---- GIVEN PASSAGE

8

I would greatly appreciate if you could let me know how to plot high-resolution heatmap for a large dataset with approximately 150 features.

My code is as follows:

XX = pd.read_csv('Financial Distress.csv')

y = np.array(XX['Financial Distress'].values.tolist())
y = np.array([0 if i > -0.50 else 1 for i in y])
XX = XX.iloc[:, 3:87]
df=XX
df["target_var"]=y.tolist()
target_var=["target_var"]

fig, ax = plt.subplots(figsize=(8, 6))
correlation = df.select_dtypes(include=['float64',
                                             'int64']).iloc[:, 1:].corr()
sns.heatmap(correlation, ax=ax, vmax=1, square=True)
plt.xticks(rotation=90)
plt.yticks(rotation=360)
plt.title('Correlation matrix')
plt.tight_layout()
plt.show()
k = df.shape[1]  # number of variables for heatmap
fig, ax = plt.subplots(figsize=(9, 9))

--------

TASK LIST:
1 > Reproduce the heatmap question word for word, between "y = np.array([0" and "plt.title('Correlation matrix')", inclusive.
2 > In the heatmap question, what is `k` set to, and what does the comment on that line say it stands for?

---- MATERIAL PROVIDED

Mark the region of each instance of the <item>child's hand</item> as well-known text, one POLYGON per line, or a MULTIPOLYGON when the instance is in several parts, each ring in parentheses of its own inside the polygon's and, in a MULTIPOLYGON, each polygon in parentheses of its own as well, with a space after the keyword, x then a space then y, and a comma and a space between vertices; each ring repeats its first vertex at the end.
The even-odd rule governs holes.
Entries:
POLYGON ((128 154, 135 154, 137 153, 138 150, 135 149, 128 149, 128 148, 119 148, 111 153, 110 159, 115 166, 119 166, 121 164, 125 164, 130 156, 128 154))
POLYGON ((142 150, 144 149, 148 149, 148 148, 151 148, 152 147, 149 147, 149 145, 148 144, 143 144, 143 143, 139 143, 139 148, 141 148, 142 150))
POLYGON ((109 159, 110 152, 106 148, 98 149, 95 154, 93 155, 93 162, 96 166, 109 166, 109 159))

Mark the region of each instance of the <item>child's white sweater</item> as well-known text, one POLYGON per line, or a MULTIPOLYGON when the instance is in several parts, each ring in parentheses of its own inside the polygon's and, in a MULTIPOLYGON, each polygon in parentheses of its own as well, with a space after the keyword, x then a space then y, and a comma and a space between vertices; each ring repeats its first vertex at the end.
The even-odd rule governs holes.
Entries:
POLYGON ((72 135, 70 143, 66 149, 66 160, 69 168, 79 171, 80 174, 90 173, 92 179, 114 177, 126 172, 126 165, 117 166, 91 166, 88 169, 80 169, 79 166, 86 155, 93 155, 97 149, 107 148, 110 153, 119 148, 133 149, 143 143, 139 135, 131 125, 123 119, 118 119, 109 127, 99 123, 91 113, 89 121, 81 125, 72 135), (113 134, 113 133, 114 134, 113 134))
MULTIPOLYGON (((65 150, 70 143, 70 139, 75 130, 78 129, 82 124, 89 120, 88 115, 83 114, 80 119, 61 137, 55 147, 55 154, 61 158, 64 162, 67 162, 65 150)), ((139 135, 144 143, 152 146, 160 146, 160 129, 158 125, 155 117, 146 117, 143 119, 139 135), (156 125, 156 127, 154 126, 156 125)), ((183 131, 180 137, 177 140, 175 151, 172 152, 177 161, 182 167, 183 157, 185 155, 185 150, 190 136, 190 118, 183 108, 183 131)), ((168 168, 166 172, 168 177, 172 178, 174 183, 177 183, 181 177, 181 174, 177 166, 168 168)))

--------

EXERCISE RESULTS:
1 >
y = np.array([0 if i > -0.50 else 1 for i in y])
XX = XX.iloc[:, 3:87]
df=XX
df["target_var"]=y.tolist()
target_var=["target_var"]

fig, ax = plt.subplots(figsize=(8, 6))
correlation = df.select_dtypes(include=['float64',
                                             'int64']).iloc[:, 1:].corr()
sns.heatmap(correlation, ax=ax, vmax=1, square=True)
plt.xticks(rotation=90)
plt.yticks(rotation=360)
plt.title('Correlation matrix')

2 > `k` is set to `df.shape[1]`. The comment on that line says it is the number of variables for the heatmap.